##### SUPPLIED DATA #####

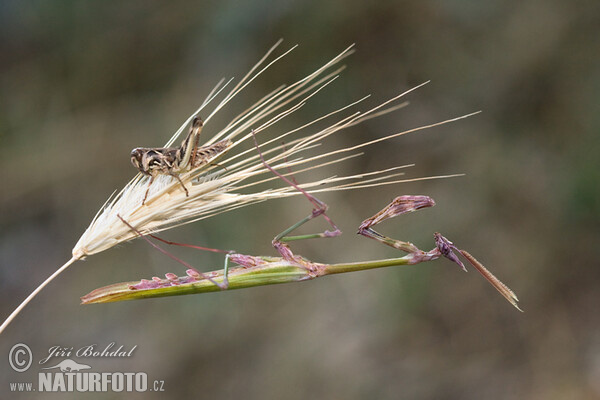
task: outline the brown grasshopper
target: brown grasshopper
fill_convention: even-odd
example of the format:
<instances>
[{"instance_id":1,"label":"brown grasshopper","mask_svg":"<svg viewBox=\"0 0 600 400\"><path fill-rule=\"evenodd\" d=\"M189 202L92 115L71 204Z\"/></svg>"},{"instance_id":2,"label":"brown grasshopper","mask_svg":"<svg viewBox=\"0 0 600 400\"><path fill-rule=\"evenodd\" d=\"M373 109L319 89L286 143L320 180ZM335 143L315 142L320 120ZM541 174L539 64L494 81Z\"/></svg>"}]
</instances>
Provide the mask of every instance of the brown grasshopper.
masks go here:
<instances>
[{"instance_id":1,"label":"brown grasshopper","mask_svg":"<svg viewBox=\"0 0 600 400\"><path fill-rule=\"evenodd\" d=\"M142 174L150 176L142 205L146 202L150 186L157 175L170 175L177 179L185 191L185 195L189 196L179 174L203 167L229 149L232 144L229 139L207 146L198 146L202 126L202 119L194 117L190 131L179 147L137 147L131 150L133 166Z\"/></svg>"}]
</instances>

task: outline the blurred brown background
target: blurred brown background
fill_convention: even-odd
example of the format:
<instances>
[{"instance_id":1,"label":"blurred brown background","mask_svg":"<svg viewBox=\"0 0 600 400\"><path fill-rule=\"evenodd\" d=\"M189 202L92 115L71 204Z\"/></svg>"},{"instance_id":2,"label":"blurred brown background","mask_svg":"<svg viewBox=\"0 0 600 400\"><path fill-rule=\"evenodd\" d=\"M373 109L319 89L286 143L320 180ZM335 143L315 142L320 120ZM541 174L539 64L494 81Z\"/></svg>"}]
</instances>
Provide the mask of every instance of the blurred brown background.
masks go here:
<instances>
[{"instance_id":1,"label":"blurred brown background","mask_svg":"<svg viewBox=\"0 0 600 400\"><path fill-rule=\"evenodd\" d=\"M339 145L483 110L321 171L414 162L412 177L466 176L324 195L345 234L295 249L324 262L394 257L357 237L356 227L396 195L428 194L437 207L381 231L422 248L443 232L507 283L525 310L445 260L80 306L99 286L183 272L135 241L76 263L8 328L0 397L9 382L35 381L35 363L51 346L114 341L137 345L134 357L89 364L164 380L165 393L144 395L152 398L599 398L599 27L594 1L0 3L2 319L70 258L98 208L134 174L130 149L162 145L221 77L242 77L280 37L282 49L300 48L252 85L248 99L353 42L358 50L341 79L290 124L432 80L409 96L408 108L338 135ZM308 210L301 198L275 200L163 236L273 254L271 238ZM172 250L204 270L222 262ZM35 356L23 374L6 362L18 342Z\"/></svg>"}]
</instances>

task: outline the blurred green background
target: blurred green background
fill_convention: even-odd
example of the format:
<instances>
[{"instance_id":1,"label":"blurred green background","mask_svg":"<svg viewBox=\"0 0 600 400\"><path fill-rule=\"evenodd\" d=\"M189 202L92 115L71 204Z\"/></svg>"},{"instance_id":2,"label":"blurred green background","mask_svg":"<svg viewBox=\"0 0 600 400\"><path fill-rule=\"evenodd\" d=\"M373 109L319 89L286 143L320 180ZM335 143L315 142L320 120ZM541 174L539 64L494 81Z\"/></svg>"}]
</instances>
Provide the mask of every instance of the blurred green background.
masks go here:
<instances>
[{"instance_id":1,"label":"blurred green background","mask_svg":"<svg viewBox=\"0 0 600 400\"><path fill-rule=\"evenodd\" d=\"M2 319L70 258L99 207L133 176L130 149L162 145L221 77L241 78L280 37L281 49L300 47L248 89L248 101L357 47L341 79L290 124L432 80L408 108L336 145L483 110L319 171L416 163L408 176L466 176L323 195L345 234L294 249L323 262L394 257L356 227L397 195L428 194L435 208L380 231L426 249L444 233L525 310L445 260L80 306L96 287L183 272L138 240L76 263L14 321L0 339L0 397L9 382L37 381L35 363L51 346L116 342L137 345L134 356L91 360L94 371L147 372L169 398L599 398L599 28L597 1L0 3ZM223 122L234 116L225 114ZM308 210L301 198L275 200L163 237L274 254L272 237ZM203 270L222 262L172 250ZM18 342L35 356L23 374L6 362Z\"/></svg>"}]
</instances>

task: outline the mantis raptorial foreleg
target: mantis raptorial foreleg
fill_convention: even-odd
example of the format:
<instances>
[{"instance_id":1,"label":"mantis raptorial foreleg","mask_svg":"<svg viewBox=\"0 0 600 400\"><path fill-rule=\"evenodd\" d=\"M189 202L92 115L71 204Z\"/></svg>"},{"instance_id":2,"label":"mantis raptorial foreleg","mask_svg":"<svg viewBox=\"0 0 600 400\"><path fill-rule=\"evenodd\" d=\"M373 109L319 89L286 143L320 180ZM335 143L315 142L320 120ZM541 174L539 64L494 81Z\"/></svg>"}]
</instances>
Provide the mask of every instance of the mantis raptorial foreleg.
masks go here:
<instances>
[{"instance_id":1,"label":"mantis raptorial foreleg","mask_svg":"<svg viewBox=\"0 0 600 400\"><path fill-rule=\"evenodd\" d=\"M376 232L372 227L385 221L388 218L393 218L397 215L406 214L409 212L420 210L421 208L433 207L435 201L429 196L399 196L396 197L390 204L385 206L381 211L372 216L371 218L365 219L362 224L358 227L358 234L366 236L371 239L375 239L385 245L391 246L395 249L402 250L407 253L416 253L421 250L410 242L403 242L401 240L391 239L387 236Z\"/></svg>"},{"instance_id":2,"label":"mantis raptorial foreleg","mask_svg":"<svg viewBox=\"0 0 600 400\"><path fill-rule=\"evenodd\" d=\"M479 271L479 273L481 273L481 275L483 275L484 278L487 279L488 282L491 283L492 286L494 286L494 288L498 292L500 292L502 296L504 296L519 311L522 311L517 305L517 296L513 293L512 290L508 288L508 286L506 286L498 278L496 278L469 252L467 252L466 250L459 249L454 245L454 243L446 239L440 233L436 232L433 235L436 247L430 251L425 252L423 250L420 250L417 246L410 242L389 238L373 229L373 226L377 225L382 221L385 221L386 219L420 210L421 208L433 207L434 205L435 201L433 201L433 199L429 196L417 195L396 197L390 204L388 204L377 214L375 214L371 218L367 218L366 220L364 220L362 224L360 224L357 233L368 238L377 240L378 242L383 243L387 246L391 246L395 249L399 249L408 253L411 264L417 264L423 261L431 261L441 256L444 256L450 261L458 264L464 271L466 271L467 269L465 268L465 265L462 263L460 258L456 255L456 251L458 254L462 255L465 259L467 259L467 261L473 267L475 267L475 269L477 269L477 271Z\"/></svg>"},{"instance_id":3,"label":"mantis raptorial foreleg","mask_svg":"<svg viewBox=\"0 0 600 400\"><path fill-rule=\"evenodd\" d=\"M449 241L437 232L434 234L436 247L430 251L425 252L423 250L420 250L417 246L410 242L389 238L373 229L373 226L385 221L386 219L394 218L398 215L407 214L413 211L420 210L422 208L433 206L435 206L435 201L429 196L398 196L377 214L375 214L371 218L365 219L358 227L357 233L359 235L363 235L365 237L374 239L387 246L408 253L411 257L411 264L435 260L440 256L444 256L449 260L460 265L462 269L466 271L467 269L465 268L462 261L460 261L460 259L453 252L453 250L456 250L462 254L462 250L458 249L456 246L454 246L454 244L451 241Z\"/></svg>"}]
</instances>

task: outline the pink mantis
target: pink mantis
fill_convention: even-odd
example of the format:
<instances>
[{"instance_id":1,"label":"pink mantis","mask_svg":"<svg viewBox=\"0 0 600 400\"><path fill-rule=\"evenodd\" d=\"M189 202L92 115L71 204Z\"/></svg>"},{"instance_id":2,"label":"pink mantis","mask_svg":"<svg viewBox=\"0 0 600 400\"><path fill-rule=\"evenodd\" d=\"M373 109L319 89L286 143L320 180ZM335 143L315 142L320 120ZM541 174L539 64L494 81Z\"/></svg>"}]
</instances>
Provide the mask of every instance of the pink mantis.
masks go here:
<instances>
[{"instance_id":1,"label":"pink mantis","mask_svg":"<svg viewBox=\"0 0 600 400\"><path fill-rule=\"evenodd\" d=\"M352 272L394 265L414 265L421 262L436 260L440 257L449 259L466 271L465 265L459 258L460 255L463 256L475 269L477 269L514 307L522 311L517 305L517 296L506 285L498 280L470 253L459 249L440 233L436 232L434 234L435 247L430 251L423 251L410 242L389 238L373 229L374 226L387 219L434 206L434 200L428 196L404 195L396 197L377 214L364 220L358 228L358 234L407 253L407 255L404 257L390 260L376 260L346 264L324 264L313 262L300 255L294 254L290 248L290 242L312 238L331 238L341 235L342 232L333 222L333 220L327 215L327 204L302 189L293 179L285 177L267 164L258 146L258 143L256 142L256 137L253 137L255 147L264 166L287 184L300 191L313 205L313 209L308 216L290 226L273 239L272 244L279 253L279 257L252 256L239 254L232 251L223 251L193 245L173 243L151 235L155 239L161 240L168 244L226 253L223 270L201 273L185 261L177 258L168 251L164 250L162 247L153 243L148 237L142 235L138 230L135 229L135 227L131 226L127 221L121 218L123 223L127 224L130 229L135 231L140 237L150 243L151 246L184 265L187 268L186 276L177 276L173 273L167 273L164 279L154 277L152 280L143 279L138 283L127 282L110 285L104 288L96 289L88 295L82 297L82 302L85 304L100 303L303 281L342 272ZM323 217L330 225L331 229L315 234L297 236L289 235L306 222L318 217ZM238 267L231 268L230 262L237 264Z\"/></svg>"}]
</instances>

#####

YOUR GOAL: Gather all lines with the string "every" from the data.

TASK OUTPUT:
Provide the mask of every instance of the brown grasshopper.
Provide the mask of every instance of the blurred brown background.
Provide the mask of every instance of the blurred green background.
Provide the mask of every instance of the mantis raptorial foreleg.
Provide the mask of every instance of the pink mantis.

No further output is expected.